# [What the exercise asks]
Please make an exact transcription of the records, keeping the pictures out of it.

# [Data provided]
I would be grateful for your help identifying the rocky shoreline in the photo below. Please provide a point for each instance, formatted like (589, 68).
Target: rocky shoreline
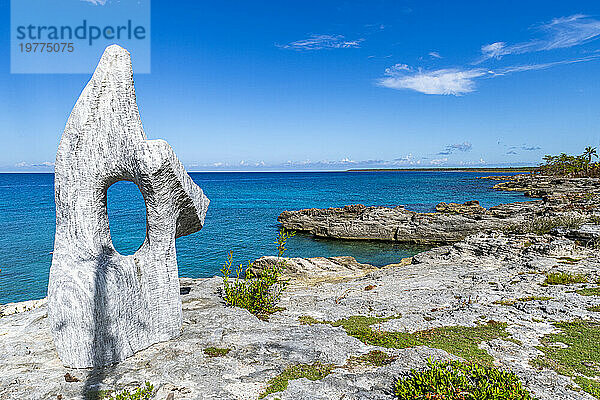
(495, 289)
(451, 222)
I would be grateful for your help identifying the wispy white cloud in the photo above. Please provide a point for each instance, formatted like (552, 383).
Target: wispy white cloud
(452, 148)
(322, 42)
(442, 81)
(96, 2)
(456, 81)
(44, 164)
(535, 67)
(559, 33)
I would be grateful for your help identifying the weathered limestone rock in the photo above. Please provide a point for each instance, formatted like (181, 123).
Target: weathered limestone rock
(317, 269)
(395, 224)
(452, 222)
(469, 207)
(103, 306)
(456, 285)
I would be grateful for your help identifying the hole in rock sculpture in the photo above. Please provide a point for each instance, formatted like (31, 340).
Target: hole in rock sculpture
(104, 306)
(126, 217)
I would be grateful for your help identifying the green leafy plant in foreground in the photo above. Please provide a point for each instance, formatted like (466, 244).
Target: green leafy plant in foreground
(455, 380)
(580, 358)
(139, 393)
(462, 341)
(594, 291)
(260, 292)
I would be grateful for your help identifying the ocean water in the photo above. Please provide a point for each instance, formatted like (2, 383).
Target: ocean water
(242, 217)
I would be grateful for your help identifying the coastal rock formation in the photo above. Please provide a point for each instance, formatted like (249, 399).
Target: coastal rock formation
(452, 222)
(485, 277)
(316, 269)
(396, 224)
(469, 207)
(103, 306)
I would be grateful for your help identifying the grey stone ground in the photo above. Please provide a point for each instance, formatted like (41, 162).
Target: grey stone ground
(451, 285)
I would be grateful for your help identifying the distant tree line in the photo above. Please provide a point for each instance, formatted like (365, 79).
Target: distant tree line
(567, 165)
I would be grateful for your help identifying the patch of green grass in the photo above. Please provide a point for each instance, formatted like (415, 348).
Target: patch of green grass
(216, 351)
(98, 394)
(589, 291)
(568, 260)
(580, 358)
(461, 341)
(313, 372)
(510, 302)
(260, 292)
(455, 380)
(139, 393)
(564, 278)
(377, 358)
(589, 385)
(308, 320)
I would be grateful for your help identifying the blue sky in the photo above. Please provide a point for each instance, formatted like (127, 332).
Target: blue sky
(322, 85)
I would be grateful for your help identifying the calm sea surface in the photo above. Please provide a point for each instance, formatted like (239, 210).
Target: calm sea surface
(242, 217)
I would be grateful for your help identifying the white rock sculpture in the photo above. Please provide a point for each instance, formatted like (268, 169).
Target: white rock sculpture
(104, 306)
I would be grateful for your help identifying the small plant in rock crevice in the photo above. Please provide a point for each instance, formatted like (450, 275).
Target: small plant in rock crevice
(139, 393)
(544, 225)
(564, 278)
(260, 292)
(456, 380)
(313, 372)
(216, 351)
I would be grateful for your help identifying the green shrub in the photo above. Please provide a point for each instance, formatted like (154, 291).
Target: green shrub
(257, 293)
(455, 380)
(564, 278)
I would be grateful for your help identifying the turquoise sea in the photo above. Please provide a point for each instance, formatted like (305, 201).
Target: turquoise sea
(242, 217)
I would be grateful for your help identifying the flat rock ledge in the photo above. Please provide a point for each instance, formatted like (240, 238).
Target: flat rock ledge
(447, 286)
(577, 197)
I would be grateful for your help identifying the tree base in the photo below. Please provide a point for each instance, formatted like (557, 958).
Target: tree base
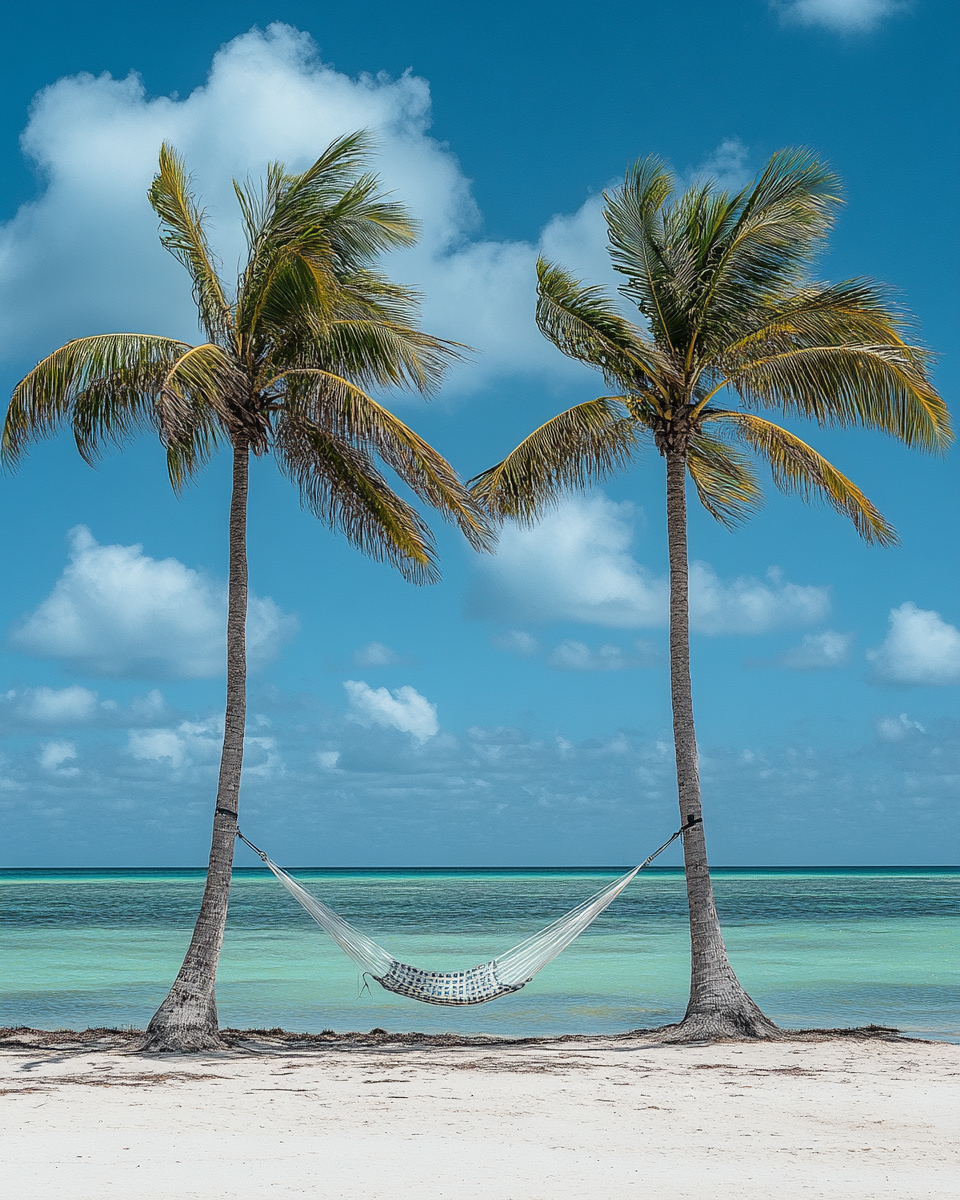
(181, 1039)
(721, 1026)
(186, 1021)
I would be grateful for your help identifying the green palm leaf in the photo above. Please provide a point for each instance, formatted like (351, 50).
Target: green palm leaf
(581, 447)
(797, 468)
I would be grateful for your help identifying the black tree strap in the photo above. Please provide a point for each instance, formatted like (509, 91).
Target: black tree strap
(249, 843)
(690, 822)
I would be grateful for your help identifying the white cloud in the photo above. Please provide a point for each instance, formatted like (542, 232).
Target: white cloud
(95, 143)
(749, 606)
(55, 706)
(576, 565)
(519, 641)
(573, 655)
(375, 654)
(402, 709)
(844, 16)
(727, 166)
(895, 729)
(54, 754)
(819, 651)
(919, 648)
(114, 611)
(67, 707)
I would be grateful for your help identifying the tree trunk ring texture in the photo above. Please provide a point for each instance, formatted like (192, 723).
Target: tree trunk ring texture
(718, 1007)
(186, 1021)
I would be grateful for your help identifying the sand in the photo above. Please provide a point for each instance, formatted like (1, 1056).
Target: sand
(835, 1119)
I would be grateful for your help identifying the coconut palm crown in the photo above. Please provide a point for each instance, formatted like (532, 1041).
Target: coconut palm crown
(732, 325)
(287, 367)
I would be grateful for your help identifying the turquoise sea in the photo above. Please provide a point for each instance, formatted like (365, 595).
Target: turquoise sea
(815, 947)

# [Your solution]
I would be grateful for your help identifying the rocky shoreline in the photo below. Please provide a point for each instance, formatted like (589, 68).
Target: rocky shoreline
(495, 289)
(451, 222)
I would be grateful for your help identifying the wispy white cloud in the photo above. Please provide a point for each instance, formatted like (552, 383).
Target: wispy white cloud
(452, 148)
(322, 42)
(442, 81)
(96, 2)
(456, 81)
(44, 164)
(535, 67)
(559, 33)
I would be grateful for your help identifying the weathered limestone rock in the photo above. Please provide a point for each instance, formatted like (181, 123).
Target: weathered limestone rock
(317, 269)
(395, 224)
(452, 222)
(469, 207)
(103, 306)
(456, 285)
I would be grateful for your help identifying the hole in rock sculpture in the photo above. Please provide a point for each instance, formatted like (31, 340).
Target: hole in rock sculpture
(104, 306)
(126, 217)
I would be grateful for your help identifying the green leafy plant in foreground in the photo above. Please provide a point for each instance, formatted like (466, 244).
Target: green leafy plant in foreground
(455, 380)
(580, 358)
(139, 393)
(462, 341)
(594, 291)
(260, 292)
I would be grateful for your help identifying the ocean water in the photo above. Please provide a point for each instance, formatted like (2, 383).
Target: ocean water
(242, 217)
I would be grateful for your help identifying the coastal rock formation in the photo above. Please provide a point for each instance, formatted like (249, 399).
Target: coastal rock formation
(452, 222)
(485, 277)
(316, 269)
(396, 224)
(469, 207)
(103, 306)
I would be grateful for your help identifying the grey stone ground in the photo above. Please provide a point for each instance, formatted like (41, 162).
Target: grey stone ground
(451, 285)
I would be grateful for your help identifying the distant tree line in the photo above. Please provide a point for each instance, formatted like (365, 79).
Target: distant tree line
(567, 165)
I would be grateful for your help identifying the patch of green grass in the photo above. Please provide a point for each instance, formatted like (415, 348).
Target: patch of green grass
(216, 351)
(98, 394)
(589, 291)
(568, 260)
(580, 358)
(461, 341)
(313, 372)
(510, 302)
(260, 292)
(455, 380)
(139, 393)
(564, 278)
(377, 358)
(589, 385)
(308, 320)
I would be grateful for your help identifying the blue sky in the photo above. Please provide a point for each instance, formatted like (127, 332).
Target: blue sky
(322, 85)
I would be grateful for your help identifying the calm sea surface in the photo above. Please provide a point for each instance, formatted like (239, 210).
Target: calm sea surface
(242, 217)
I would be grateful for your help identifying the white rock sculpture in the photo above. Please provide a point for each instance, formatted like (268, 169).
Target: white rock sculpture
(104, 306)
I would be grateful for your help identifying the small plant in rock crevice in the photo above. Please provide a point for each instance, formatted like (450, 275).
Target: small plant in rock crevice
(139, 393)
(544, 225)
(564, 278)
(260, 292)
(456, 380)
(313, 372)
(216, 351)
I would be grateful for your help identifying the green shrub in the photo above. Please provide a point for each instance, formatted like (154, 291).
Target: green shrub
(257, 293)
(455, 380)
(564, 278)
I would be grateful for your help identifying the turquoise sea in the photo above. Please provide a point for each instance, formatted like (305, 201).
Target: turquoise sea
(242, 217)
I would be grateful for your help identifying the flat rock ledge in the photo above. Please provide a point for each instance, formatted like (240, 238).
Target: flat rock ledge
(447, 286)
(577, 197)
I would be grateful for your help identifying the tree base in the photo below. Please provide a point for each instance, formatted like (557, 958).
Target: tree base
(181, 1039)
(721, 1026)
(186, 1021)
I would be grateful for your help identifying the green palm leaf in the photo above. Please provide a point for each instance, formatted like (351, 50).
Target: green palm leaf
(581, 447)
(797, 468)
I would be grateful for your help identifying the black tree strap in the photo above. Please provide a point for each instance, formatted like (509, 91).
Target: black tree strap
(249, 843)
(690, 822)
I would be grateful for your help identifying the white cloud in the photo above. Please provide a point for each instance, formatted like (542, 232).
Target: white cloud
(95, 143)
(749, 606)
(55, 706)
(576, 565)
(519, 641)
(573, 655)
(375, 654)
(402, 709)
(844, 16)
(727, 166)
(895, 729)
(54, 754)
(819, 651)
(919, 648)
(114, 611)
(67, 707)
I would be grateful for your help identifying the tree trunk ring texture in the photo above. Please provide a point for each instance, formatted like (192, 723).
Target: tree trunk ring texture
(718, 1007)
(186, 1021)
I would be grateful for your help identifying the sand in the photo above. Please provide a point for each instance, formatted like (1, 1056).
Target: sand
(835, 1119)
I would be grateful for your help identifying the coconut palm crown in the photo above. Please provide a point for each instance, formatted like (532, 1041).
Target: coconut palm crown
(732, 325)
(287, 367)
I would be grateful for your help identifying the turquoise sea in the photo above. Please provide a point for each instance, formatted like (365, 595).
Target: turquoise sea
(815, 947)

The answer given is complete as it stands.